- _WHAT THE TASK REQUIRES_:
Although the records include pictures, print only the rest, exactly as written.

##########

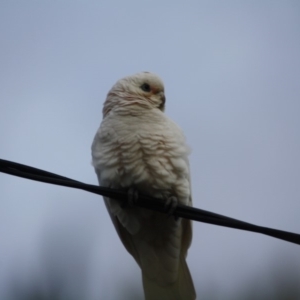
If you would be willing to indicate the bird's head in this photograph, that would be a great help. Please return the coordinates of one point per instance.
(140, 91)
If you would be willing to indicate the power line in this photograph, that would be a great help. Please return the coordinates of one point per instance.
(144, 201)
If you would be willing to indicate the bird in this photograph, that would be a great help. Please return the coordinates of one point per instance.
(137, 148)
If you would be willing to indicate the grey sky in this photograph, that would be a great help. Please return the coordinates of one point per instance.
(231, 71)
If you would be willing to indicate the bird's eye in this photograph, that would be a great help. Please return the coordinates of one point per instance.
(145, 87)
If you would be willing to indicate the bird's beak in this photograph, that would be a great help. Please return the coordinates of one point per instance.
(163, 100)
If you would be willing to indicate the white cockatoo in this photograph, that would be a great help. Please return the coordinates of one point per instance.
(138, 148)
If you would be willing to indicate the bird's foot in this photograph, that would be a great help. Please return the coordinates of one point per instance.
(132, 198)
(171, 205)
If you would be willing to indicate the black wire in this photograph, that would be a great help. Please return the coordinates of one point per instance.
(182, 211)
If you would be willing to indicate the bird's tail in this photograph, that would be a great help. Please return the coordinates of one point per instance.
(181, 289)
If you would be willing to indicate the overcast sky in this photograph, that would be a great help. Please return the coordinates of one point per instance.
(231, 71)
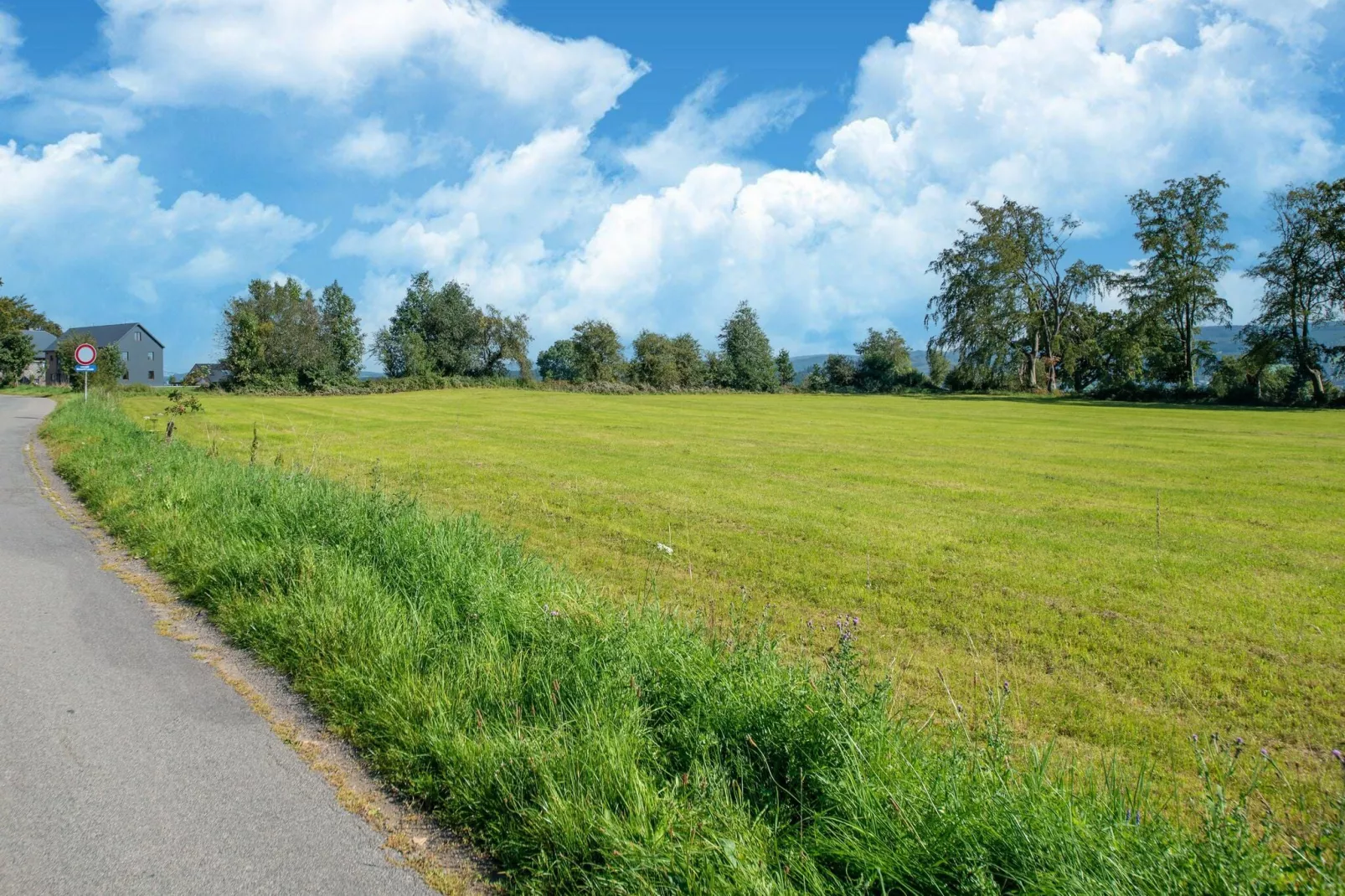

##########

- _SOLUTION BELOW_:
If you would be willing to indicate the bird's head in this photograph, that would be a great help. Please return the coordinates of one point per instance.
(140, 91)
If you would be willing to indicate the power line in this photograph, that would be a great help. Please return the coordinates of one point per instance.
(144, 201)
If you would be willing to indicate the bird in this photograph, that would be a great help. Please return the coordinates of one point per instance.
(137, 148)
If you would be willing to indicate the grey sky in this photograph, that would be a great help. Please return the coordinates of one point per instance.
(231, 71)
If you would be willing to indicate the bird's eye in this photograph, that would be a great help. Please return the coordinates of one point per instance.
(145, 87)
If you would be willing to indicate the bird's beak in this photograph, that would be a great help. Please return the coordinates of one point per instance.
(163, 100)
If you would be willing to indicate the white cockatoo in this photograph, that would be a great help. Please return the coordinates of one point per instance.
(138, 148)
If you would be willing to indicate the bird's foot in this photograph, that would be a great help. Please return the coordinates of one point per instance.
(132, 198)
(171, 205)
If you would be willing to indicate the black wire in this photograph, that would be a great help. Please return the coordinates of one point per instance.
(182, 211)
If you would be willing to indicate the bird's tail in this photograph, that would be a great help. Please return the coordinates of one point per instance.
(181, 289)
If you would be willing to indicate the overcast sky in this photograph, that would be a great help. Please return the coordinates of one point per instance.
(231, 71)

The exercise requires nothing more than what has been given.